Mi primera cena en Perú fue pollo. El restaurante quedaba un poco lejos, así que caminamos y caminamos y caminamos. Ya en la mesa, Manuel anunció que tenía una sorpresa para mí: ¡un libro de Guy Delisle! ¡Firmado por el autor! ¡Y un muñequito de Playmobil! Luego me mostró su cuaderno de dibujos y, mientras yo rayaba una de sus páginas, me dijo que debería practicar más con tinta y pincel en vez de la tableta de dibujar. Supongo que ya va siendo hora de salir de la zona de confort que supone el comando undo. Me queda la tarea para cuando regrese a Bogotá.

Volvimos sobre nuestros pasos. Ahora yo iba cargando un libro, un Elvis en miniatura y las sobras del pollo. Nos quedamos hablando un rato más frente a la entrada del edificio. Había un carro de la policía parqueado cerca. Las luces me molestaban los ojos. Escuché la palabra “serenazgo”. Finalmente, nos despedimos. Llegué a pensar que me iba a quedar por fuera del edificio porque no sabía timbrarle al vigilante y no tenía cómo comunicarme con nadie. Eso habría sido un giro interesante.

Objetivo 1 ▸ Transcriba el fragmento sobre la primera cena en Perú desde "Mi primera cena" hasta "regrese a Bogotá.".
Objetivo 2 ▸ Según el fragmento, ¿qué le aconsejó Manuel practicar en vez de la tableta de dibujar?
El listado no guarda relación con el fragmento seleccionado.

Datos almacenados ▸
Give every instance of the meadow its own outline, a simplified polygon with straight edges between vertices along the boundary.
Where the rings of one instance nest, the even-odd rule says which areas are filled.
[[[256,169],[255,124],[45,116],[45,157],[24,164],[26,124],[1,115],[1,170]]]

Solución del ejercicio 1 ▸
Mi primera cena en Perú fue pollo. El restaurante quedaba un poco lejos, así que caminamos y caminamos y caminamos. Ya en la mesa, Manuel anunció que tenía una sorpresa para mí: ¡un libro de Guy Delisle! ¡Firmado por el autor! ¡Y un muñequito de Playmobil! Luego me mostró su cuaderno de dibujos y, mientras yo rayaba una de sus páginas, me dijo que debería practicar más con tinta y pincel en vez de la tableta de dibujar. Supongo que ya va siendo hora de salir de la zona de confort que supone el comando undo. Me queda la tarea para cuando regrese a Bogotá.

Solución del ejercicio 2 ▸ Practicar más con tinta y pincel.